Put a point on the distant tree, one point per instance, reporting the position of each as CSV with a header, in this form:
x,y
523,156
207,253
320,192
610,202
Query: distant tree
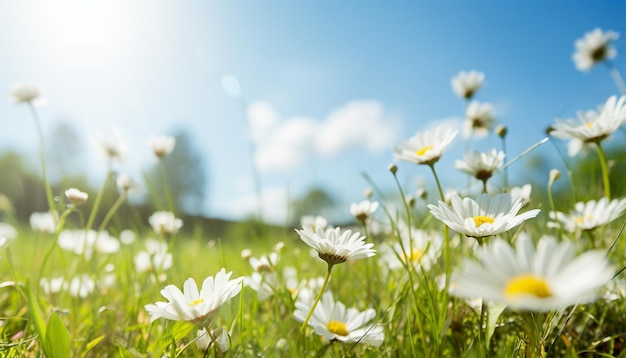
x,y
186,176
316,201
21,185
########################################
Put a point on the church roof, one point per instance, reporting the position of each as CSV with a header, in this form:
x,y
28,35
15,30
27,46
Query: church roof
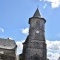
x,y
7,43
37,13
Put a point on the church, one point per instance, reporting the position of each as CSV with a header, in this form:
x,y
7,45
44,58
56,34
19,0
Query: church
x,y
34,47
########################################
> TASK ITEM
Return all lines in the data that include the word "this".

> RESULT
Put a point on the distant tree, one point per instance, reporting the position of each as CSV with a header, in this form:
Put a point on the church roof, one point per instance, reporting the position of each as CSV with a header, in this form:
Put a point on the church, one point per instance, reporting the position of each as CSV with a header, in this form:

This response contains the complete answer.